Task to carry out: Reproduce the data below in full, replacing every occurrence of "exterior ring" with "outer ring" and leaving all else unchanged.

The data:
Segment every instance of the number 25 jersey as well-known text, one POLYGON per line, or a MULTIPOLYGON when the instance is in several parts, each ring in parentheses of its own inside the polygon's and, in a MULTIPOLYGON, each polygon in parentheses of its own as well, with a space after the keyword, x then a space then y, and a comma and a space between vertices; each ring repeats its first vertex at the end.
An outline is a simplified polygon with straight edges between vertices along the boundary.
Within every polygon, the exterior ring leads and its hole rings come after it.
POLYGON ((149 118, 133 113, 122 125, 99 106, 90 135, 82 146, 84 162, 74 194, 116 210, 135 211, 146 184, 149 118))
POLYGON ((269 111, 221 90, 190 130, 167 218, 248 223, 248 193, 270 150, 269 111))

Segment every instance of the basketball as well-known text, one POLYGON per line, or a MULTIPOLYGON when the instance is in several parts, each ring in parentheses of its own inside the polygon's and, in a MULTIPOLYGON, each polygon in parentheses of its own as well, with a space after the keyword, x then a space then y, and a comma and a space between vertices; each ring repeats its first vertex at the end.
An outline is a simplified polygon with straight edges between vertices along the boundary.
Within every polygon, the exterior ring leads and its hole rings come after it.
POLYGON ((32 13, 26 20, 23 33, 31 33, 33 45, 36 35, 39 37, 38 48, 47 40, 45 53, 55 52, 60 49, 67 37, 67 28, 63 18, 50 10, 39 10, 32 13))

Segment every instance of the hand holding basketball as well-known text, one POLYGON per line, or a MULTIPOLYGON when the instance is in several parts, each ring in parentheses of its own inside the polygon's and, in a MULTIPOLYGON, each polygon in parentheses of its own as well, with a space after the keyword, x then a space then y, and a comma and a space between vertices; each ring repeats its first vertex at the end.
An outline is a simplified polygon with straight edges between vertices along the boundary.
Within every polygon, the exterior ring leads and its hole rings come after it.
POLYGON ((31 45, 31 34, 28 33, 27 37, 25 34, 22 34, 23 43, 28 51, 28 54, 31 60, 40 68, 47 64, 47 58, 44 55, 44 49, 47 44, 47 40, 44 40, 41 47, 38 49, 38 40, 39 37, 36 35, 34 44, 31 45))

Task answer:
Segment every instance of the number 25 jersey as well-known text, one POLYGON per line, or a MULTIPOLYGON when the instance is in several parts, each ring in parentheses of its own inside the polygon's and, in a MULTIPOLYGON, each polygon in parentheses of its own as well, with a space after the keyword, x then a space then y, and a comma and a space between vertices; each ring repeats its first vertex at the end.
An outline is a simplified polygon with straight edges between vertices along the boundary.
Within every polygon, the outer ring leads and its hole rings come after it.
POLYGON ((149 118, 133 113, 122 125, 99 106, 90 135, 82 146, 84 162, 74 194, 116 210, 135 211, 146 184, 149 118))
POLYGON ((269 111, 221 90, 190 130, 167 218, 248 223, 248 193, 270 150, 269 111))

Segment every instance of the basketball as well-known text, one POLYGON per line, or a MULTIPOLYGON when the instance is in several parts, each ring in parentheses of its own inside the polygon's and, in a MULTIPOLYGON, each polygon in parentheses of its own as well, with a space after the keyword, x then a space then y, and a comma and a space between vertices; each ring repeats its first vertex at the end.
An outline is a simplified polygon with straight edges between vertices along the boundary.
Within every polygon, the outer ring leads and its hole rings come after it.
POLYGON ((32 13, 26 20, 23 33, 31 33, 33 45, 36 35, 39 37, 38 48, 47 40, 45 53, 55 52, 60 49, 67 37, 67 28, 63 18, 50 10, 39 10, 32 13))

Segment every instance of the hand holding basketball as well-known text, one POLYGON per line, or a MULTIPOLYGON when the instance is in several parts, each ring in parentheses of its own inside the polygon's and, in a MULTIPOLYGON, each polygon in parentheses of its own as well, with a space after the keyword, x then a space then y, and a comma and a space between vertices; each ring repeats its first vertex at the end.
An outline is a simplified polygon with straight edges between vertices along the boundary.
Within every polygon, the outer ring leads and its hole rings come after it.
POLYGON ((31 45, 31 34, 28 33, 27 37, 25 34, 22 34, 23 43, 28 51, 28 54, 31 60, 40 68, 47 64, 47 58, 44 55, 44 49, 47 44, 47 40, 44 40, 41 47, 38 49, 38 40, 39 37, 36 35, 34 44, 31 45))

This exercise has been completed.